> _What is being asked_:
For this exercise, output every line of the data as it stands.

> _Supplied information_:
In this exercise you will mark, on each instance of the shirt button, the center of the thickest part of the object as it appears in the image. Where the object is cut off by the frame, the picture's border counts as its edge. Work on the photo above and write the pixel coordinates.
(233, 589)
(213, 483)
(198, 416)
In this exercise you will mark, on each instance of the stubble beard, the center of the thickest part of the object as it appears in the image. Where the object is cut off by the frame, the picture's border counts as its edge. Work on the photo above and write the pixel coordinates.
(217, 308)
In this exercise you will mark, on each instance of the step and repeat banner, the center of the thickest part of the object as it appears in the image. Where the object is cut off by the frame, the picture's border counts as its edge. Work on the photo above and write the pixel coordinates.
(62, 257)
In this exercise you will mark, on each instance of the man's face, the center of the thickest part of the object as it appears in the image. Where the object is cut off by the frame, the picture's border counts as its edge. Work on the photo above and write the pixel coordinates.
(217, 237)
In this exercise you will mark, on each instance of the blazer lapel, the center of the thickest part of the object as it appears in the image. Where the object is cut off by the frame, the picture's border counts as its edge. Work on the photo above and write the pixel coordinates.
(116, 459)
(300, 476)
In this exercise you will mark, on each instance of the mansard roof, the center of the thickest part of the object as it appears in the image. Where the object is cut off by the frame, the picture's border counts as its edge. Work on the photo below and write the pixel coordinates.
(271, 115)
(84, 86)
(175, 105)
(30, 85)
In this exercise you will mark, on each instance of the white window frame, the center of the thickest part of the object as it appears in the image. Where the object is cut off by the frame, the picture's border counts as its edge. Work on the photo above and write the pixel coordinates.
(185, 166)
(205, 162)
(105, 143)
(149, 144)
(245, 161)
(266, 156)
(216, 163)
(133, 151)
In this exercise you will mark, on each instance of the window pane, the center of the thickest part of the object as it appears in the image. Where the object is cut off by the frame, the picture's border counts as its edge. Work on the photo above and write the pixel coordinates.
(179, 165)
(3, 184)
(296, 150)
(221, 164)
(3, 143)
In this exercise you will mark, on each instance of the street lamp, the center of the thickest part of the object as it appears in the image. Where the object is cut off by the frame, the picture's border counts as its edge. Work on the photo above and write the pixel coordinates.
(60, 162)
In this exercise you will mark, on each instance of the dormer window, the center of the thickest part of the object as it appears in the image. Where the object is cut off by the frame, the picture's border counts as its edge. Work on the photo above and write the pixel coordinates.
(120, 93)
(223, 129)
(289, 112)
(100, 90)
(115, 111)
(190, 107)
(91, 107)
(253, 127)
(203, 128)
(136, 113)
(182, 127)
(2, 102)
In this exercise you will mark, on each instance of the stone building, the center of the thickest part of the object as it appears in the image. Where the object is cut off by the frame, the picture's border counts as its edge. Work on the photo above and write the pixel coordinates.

> _Exercise answer_:
In this exercise you will mark, on each instance of the shirt button, the center of the thickest part of the object as it appears in the image. Where the object is cut off by the frame, the picture's border counts as its edge. Work on the photo above and write the pixel coordinates.
(233, 589)
(213, 483)
(198, 416)
In this exercise you will mark, on each instance of the stubble beard, the center of the thickest part of the object as it appears in the image. Where the object is cut off by the frame, the picture's border counts as its edge. Work on the photo above and write the pixel coordinates.
(217, 308)
In this exercise you will mark, on each instance of the step and repeat banner, the center of the thickest part of the object as it appears in the image. Where the object is cut off by the frame, the picture's border counts as its edge. Work on the photo above and write the pixel coordinates.
(62, 257)
In this exercise you will mark, on each instance of the man's face, the center of the thickest part of the object as it appears in the image. Where the object is cut off by the frame, the picture's border counts as its edge. Work on the photo above and write the pixel coordinates.
(217, 237)
In this exercise you will mark, on each instance of the blazer lapel, the center of the thickest part of the object as it appears in the image. Where the object is cut off by the frame, the picture's border counts as its edge. Work on the photo above and write the pixel coordinates.
(116, 459)
(300, 476)
In this exercise you will mark, on each instance of the mansard roof, the center of the thickest part of the object as it appears in the image. Where the object is cut off by the frame, the picture's border counts as its edge. Work on the photo below and write the pixel coordinates.
(271, 115)
(84, 86)
(175, 105)
(30, 85)
In this exercise you will mark, on each instance of the white window frame, the center of the thickest part of the object as it appears in the image. Where the object is cut off by the frame, the picture's border counts as its edge. Work on the photo above and write the pixel coordinates.
(185, 166)
(205, 162)
(105, 143)
(149, 144)
(245, 161)
(266, 156)
(216, 163)
(133, 151)
In this exercise you will mark, on each instance of the window pane, the center of the thickest part of the object as it appears in the image. Where the object is cut off by the frame, the picture's border counts as its edge. Work on the photo above and write the pixel coordinates.
(179, 165)
(3, 184)
(296, 150)
(221, 164)
(3, 143)
In this exercise you will mark, on each instance of the street lamp, the center of the thickest part of the object as it appears in the image. Where the object is cut off by the frame, the picture's border counts as its edge. Work on the photo above and write the pixel coordinates.
(60, 162)
In this exercise you will mark, on each instance of the dormer window, the center of the thickest part of the object as it appears in the image. Where the object is cut off by the frame, the picture's border counts as its edge. Work on the photo above and write the pixel coordinates.
(120, 93)
(223, 129)
(289, 112)
(100, 90)
(115, 111)
(190, 107)
(91, 107)
(253, 127)
(203, 128)
(136, 113)
(182, 127)
(2, 102)
In this exercise you will mark, on each instance of the stone building, the center of the thickest part of the object as it appears in the image. Where the object is cut off by the frame, the picture's border counts as its edge. Work on the photo above and write the pixel coordinates.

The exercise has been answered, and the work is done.